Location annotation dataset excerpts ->
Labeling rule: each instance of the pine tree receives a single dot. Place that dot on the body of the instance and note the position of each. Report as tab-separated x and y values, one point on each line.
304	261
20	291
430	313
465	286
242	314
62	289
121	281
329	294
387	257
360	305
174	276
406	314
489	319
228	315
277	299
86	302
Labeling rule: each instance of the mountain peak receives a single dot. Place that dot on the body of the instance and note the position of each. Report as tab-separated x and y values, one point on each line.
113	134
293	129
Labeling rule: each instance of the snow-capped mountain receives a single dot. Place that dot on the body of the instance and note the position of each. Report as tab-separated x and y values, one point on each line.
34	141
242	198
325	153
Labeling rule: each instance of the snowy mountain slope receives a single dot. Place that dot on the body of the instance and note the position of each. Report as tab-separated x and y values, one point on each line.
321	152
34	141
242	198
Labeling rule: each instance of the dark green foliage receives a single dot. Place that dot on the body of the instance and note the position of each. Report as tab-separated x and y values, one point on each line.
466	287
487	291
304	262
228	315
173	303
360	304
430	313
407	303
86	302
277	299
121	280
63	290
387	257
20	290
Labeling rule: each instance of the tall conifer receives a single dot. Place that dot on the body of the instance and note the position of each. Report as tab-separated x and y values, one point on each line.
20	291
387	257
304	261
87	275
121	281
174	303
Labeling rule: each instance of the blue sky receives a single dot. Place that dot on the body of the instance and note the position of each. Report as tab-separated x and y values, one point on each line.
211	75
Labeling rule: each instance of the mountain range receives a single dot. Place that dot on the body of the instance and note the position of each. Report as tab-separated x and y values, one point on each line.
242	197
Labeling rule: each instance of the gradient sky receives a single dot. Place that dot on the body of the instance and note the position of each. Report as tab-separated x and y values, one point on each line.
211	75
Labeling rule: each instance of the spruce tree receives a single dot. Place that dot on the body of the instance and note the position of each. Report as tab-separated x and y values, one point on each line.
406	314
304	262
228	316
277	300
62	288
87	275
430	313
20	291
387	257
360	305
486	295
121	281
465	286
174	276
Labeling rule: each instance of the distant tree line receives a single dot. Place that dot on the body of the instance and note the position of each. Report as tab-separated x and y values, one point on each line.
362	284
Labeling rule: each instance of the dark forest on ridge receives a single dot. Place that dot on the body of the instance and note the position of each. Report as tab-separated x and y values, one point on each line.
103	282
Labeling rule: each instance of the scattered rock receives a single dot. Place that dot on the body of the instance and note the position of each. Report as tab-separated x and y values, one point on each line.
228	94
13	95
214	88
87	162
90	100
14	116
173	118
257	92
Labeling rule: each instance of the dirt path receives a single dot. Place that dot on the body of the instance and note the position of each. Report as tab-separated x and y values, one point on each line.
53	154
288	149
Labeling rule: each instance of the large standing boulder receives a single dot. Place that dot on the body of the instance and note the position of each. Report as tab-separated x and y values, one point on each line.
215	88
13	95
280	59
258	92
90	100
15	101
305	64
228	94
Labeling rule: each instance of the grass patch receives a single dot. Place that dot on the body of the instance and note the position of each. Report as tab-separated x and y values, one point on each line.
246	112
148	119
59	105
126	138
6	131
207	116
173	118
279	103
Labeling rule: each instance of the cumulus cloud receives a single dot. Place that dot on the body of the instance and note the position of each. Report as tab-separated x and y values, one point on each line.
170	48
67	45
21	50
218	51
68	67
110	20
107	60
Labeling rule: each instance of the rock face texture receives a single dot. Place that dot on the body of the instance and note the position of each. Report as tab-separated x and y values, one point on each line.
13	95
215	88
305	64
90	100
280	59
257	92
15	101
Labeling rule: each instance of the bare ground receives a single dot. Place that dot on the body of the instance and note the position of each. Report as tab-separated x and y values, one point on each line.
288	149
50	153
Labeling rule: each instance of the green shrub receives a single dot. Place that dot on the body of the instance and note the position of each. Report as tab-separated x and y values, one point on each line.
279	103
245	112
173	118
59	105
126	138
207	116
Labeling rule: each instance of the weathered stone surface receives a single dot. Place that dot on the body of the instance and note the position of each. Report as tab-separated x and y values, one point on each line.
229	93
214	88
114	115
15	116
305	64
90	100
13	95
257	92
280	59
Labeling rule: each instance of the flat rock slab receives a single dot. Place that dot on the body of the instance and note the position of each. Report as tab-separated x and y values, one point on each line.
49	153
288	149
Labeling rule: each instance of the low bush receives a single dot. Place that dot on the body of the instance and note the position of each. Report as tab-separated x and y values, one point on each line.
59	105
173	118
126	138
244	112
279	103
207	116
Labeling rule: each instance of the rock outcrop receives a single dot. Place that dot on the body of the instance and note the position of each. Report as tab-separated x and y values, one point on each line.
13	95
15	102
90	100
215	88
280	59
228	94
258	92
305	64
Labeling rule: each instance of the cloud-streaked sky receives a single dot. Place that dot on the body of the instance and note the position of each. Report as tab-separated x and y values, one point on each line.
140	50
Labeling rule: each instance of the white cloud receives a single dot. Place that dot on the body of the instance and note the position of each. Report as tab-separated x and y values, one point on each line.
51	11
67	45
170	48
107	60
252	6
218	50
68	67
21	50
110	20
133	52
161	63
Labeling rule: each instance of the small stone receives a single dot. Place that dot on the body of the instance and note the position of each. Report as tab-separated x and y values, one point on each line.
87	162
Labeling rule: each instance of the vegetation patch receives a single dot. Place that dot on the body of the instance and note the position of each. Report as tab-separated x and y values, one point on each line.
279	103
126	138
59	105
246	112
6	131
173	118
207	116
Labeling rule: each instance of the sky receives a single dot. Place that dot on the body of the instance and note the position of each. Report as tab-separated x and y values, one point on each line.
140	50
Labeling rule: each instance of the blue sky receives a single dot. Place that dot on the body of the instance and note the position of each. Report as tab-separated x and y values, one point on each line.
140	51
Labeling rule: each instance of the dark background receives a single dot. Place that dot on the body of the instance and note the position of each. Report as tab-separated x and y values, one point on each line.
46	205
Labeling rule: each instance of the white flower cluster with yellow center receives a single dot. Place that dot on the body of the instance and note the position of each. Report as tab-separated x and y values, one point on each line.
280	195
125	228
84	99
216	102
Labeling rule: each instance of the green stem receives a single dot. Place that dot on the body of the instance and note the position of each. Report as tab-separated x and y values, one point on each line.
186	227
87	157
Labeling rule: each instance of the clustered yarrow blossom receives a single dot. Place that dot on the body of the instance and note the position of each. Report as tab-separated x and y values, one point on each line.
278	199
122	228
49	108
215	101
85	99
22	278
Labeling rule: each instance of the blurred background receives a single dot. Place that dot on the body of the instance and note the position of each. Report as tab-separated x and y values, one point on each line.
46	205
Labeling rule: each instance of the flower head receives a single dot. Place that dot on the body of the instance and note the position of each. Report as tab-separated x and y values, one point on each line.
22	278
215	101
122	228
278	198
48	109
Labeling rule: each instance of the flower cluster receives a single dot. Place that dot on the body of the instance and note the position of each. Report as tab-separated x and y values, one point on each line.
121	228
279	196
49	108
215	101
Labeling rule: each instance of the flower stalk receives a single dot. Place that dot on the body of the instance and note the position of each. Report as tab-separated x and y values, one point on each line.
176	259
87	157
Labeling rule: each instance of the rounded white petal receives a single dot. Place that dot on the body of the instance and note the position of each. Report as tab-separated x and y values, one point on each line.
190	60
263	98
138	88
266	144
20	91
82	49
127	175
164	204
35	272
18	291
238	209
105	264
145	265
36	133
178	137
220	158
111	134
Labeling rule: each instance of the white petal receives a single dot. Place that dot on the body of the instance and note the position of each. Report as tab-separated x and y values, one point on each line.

Brief -> Return every line from the one holding "Labeling rule: each instance of the flower stalk" through the end of the data, exactly as it appears, with both ends kept and nothing else.

Output of the task ->
Labeling rule: each instance of the flower stalk receives a single dot. Place that dot on the body of the instance and note the position of each. Report as tab-separated x and y values, one point on each line.
176	259
87	157
Labeling rule: each instance of the rounded white petal receives a single dot. Place that dot on the body of the instance and note the position of each. Report as tab-separated x and y values, one point on each line.
190	60
263	98
138	88
266	144
20	91
82	49
127	175
164	204
35	272
18	291
238	209
105	264
145	265
36	133
178	137
220	158
111	134
Labeling rule: each instance of the white petal receives a single dot. Place that dot on the body of the instance and note the position of each. Report as tab-separated x and y values, one point on each line.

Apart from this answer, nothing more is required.